Exercise passage Block Start

Te Radar's CookBookery!

Theatre Royal, 78 Rutherford Street, Nelson

06/09/2024 - 06/09/2024

The Classic Comedy Club, 321 Queen Street, Auckland

01/12/2024 - 01/12/2024

Hamilton Gardens, Medici Court, Hamilton

22/02/2025 - 23/02/2025

Mayfair Theatre, 100 King Edward Street, Kensington, Dunedin

30/03/2025 - 30/03/2025

Oamaru Opera House, Oamaru

31/03/2025 - 31/03/2025

Bannockburn Hall, Cromwell

01/04/2025 - 01/04/2025

Hamilton Arts Festival Toi Ora ki Kirikiriroa 2025

Dunedin Arts Festival 2025

WĀNAKA FESTIVAL OF COLOUR 2025

Production Details


Writer / Director: Te Radar
Writer: Ruth Spencer

The Radar Foundation


A comedic celebration of food from the beloved and bizarre cookbooks of our past. Te Radar has sampled a century and a half of New Zealand cookbooks to find the tastiest morsels, with a side of sumptuous vintage food photography.

Revealing New Zealand’s rich – and weird – home cooking heritage we rediscover celebrity chefs such as Graham Kerr, Alison Holst, Aunt Daisy and Hudson and Halls. We’ll savour cookbooks designed to get us eating more dairy, tamarillos or kiwifruit, and the desperate lengths they go to: Cold Sour Kiwifruit Soup anyone? We’ll get a taste of cookbooks from school fundraisers and recipe contests: recipes supplied by ordinary kiwis that suggest some of us were not to be trusted with food.

Exercise passage Block End
Provided material Block Start

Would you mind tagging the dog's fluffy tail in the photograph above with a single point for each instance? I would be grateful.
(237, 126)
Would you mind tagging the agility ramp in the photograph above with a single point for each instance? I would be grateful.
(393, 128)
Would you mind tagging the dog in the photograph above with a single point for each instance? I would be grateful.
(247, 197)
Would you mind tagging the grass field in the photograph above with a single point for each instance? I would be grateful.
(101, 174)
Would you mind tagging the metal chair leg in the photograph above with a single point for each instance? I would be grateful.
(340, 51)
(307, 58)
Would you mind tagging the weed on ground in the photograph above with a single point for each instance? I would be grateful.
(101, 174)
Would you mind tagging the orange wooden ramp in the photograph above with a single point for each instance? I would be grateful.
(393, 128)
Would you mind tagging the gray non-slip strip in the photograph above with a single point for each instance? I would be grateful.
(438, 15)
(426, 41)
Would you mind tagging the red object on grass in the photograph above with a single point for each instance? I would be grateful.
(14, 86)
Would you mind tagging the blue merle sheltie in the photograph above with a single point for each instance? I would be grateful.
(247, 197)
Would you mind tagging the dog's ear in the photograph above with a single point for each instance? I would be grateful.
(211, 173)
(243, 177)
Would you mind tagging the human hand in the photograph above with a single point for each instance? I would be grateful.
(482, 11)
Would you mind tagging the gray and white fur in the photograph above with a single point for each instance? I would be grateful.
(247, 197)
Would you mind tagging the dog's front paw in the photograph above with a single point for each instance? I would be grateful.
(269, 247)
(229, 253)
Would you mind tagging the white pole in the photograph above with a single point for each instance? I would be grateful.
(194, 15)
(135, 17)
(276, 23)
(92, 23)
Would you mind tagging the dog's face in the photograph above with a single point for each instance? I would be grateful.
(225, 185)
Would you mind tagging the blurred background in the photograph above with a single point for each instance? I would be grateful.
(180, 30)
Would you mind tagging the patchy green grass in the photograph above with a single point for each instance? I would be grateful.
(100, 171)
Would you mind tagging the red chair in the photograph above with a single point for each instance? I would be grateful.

Provided material Block End

** About this exercise **
Edit the CookBookery listing, starting with "A comedic celebration" and going on through "trusted with food.", so that "tamarillos" becomes "feijoas". Use only the show listing for the work that comes next.

** Exercise output **
A comedic celebration of food from the beloved and bizarre cookbooks of our past. Te Radar has sampled a century and a half of New Zealand cookbooks to find the tastiest morsels, with a side of sumptuous vintage food photography.

Revealing New Zealand’s rich – and weird – home cooking heritage we rediscover celebrity chefs such as Graham Kerr, Alison Holst, Aunt Daisy and Hudson and Halls. We’ll savour cookbooks designed to get us eating more dairy, feijoas or kiwifruit, and the desperate lengths they go to: Cold Sour Kiwifruit Soup anyone? We’ll get a taste of cookbooks from school fundraisers and recipe contests: recipes supplied by ordinary kiwis that suggest some of us were not to be trusted with food.